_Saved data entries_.

* Start *

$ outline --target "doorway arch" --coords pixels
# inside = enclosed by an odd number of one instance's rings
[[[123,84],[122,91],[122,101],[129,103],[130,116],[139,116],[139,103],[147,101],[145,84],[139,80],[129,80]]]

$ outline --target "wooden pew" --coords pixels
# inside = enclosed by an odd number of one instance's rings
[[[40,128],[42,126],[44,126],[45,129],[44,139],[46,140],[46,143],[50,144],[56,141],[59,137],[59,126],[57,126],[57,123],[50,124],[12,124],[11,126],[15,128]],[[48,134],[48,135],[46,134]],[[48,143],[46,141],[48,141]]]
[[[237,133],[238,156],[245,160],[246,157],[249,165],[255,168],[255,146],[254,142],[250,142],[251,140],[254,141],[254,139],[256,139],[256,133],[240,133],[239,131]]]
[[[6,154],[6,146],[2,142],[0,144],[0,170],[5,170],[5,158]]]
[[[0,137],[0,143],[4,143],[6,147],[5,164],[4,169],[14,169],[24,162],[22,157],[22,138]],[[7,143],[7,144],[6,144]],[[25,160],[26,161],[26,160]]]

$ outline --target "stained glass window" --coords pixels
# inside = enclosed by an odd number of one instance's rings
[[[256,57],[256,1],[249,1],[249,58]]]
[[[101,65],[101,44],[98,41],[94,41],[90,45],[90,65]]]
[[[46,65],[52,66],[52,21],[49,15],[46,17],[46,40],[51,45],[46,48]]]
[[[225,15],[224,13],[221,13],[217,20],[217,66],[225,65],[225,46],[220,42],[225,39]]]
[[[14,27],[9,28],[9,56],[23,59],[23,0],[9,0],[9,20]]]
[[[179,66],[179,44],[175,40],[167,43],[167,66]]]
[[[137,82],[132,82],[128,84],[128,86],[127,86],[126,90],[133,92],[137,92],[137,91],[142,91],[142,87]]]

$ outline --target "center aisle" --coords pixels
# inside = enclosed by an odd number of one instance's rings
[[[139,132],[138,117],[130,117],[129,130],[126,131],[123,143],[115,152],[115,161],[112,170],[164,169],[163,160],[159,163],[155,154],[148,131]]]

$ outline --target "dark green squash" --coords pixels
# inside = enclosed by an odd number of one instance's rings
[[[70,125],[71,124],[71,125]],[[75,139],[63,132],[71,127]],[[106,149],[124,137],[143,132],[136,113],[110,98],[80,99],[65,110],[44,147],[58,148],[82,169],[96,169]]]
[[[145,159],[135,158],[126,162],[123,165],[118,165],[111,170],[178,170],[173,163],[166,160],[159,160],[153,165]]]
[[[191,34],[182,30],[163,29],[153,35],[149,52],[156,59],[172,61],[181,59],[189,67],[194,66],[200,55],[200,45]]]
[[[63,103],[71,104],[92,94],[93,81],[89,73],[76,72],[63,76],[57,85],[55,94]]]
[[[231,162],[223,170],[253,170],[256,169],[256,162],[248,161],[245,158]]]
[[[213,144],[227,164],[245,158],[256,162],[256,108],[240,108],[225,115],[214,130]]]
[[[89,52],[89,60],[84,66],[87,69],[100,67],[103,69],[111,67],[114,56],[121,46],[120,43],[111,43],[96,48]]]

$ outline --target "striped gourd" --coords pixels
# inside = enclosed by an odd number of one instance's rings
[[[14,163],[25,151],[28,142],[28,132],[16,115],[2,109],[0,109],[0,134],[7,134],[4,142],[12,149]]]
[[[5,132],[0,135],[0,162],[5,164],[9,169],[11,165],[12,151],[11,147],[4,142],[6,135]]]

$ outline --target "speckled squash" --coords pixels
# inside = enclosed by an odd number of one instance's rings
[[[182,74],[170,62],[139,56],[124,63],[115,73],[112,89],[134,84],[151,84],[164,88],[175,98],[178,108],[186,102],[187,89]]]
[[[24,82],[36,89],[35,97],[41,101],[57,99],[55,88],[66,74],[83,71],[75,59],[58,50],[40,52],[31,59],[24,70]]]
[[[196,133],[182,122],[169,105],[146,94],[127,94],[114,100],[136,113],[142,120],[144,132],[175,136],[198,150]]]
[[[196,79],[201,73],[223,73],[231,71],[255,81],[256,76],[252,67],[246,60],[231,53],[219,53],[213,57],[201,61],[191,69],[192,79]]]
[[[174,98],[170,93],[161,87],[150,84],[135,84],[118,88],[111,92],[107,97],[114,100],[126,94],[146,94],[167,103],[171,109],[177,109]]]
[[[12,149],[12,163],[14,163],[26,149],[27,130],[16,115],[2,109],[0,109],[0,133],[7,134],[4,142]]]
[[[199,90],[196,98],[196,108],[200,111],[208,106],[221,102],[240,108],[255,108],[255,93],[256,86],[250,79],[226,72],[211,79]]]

* End *

_Directions for this task_. Write out every entry verbatim.

_Full response_.
$ outline --target "doorway arch" --coords pixels
# inside = enclosed by an odd number of one instance's rings
[[[123,84],[122,91],[122,101],[129,103],[130,116],[139,116],[139,103],[147,101],[145,84],[139,80],[129,80]]]

$ outline --target "wooden pew" --coords pixels
# inside = enclosed by an odd number of one instance's rings
[[[40,128],[42,126],[44,126],[45,129],[44,139],[46,140],[46,143],[50,144],[56,141],[59,137],[59,126],[57,126],[57,123],[50,124],[12,124],[11,126],[15,128]],[[48,134],[48,135],[46,134]],[[48,143],[46,141],[48,141]]]
[[[237,133],[238,156],[245,160],[246,157],[249,165],[255,168],[255,146],[254,142],[250,142],[251,140],[254,141],[254,139],[256,139],[256,133],[240,133],[239,131]]]
[[[6,154],[6,146],[2,142],[0,144],[0,170],[5,170],[5,158]]]
[[[0,137],[0,143],[4,143],[6,147],[5,164],[4,169],[14,169],[24,162],[22,157],[22,138]],[[7,143],[7,144],[6,144]],[[25,160],[26,161],[26,160]]]

$ outline --target "stained glass window" --coords pixels
# inside = enclosed by an odd number of one instance's rings
[[[256,57],[256,1],[249,1],[249,58]]]
[[[101,65],[101,44],[98,41],[94,41],[90,45],[90,65]]]
[[[46,65],[52,66],[52,21],[49,15],[46,17],[46,40],[51,45],[46,48]]]
[[[225,15],[224,13],[221,13],[217,20],[217,66],[225,65],[225,46],[220,42],[225,39]]]
[[[14,27],[9,28],[9,56],[23,59],[23,0],[9,0],[9,20]]]
[[[179,66],[179,44],[175,40],[167,43],[167,66]]]
[[[137,82],[132,82],[128,84],[128,86],[127,86],[126,90],[133,92],[137,92],[137,91],[142,91],[142,87]]]

$ outline --target "center aisle" --coords pixels
# inside = enclosed by an odd number of one instance's rings
[[[139,132],[138,117],[130,117],[129,130],[126,131],[123,143],[115,152],[115,161],[112,170],[164,169],[163,160],[159,163],[155,154],[148,131]]]

$ outline --target "dark green squash" --coords pixels
# inside = enclosed by an odd number of one instance's rings
[[[70,125],[71,124],[71,125]],[[75,139],[63,132],[71,127]],[[106,149],[124,137],[143,132],[136,113],[110,98],[80,99],[65,110],[44,147],[58,148],[82,169],[96,169]]]
[[[145,159],[135,158],[126,162],[123,165],[118,165],[111,170],[178,170],[173,163],[166,160],[159,160],[153,165]]]
[[[191,34],[182,30],[163,29],[153,35],[149,52],[156,59],[172,61],[181,59],[189,67],[194,66],[200,55],[200,45]]]
[[[63,103],[71,104],[92,94],[93,81],[89,73],[76,72],[63,76],[57,85],[55,94]]]
[[[231,162],[223,170],[253,170],[256,169],[256,162],[248,161],[245,158]]]
[[[213,144],[227,164],[245,158],[256,162],[256,108],[240,108],[225,115],[214,130]]]
[[[89,52],[89,60],[84,66],[87,69],[100,67],[103,69],[111,67],[114,56],[121,46],[120,43],[111,43],[96,48]]]

$ outline --target "striped gourd" --coords pixels
# inside = enclosed by an odd number of one instance's rings
[[[14,163],[25,151],[28,142],[28,132],[16,115],[2,109],[0,109],[0,134],[7,134],[4,142],[12,149]]]
[[[5,132],[0,135],[0,162],[5,164],[9,169],[11,165],[12,151],[11,147],[4,142],[6,135]]]

$ outline --target "speckled squash" --coords pixels
# inside = enclosed by an odd number of one instance's rings
[[[182,74],[170,62],[139,56],[124,63],[115,73],[112,89],[134,84],[151,84],[164,88],[175,98],[178,108],[186,102],[187,89]]]
[[[24,82],[36,89],[35,97],[41,101],[57,99],[55,88],[66,74],[83,71],[75,59],[58,50],[40,52],[31,59],[24,70]]]
[[[196,133],[182,122],[169,105],[146,94],[127,94],[114,100],[136,113],[142,120],[144,132],[175,136],[198,150]]]
[[[196,79],[201,73],[223,73],[231,71],[255,81],[256,76],[252,67],[246,60],[231,53],[219,53],[213,57],[201,61],[191,69],[192,79]]]
[[[174,98],[170,93],[161,87],[150,84],[135,84],[118,88],[111,92],[107,97],[114,100],[126,94],[146,94],[167,103],[171,109],[177,109]]]
[[[12,149],[12,163],[14,163],[26,149],[27,130],[16,115],[2,109],[0,109],[0,133],[7,134],[4,142]]]
[[[199,90],[196,98],[196,108],[200,111],[208,106],[221,102],[240,108],[255,108],[255,93],[256,86],[250,79],[226,72],[211,79]]]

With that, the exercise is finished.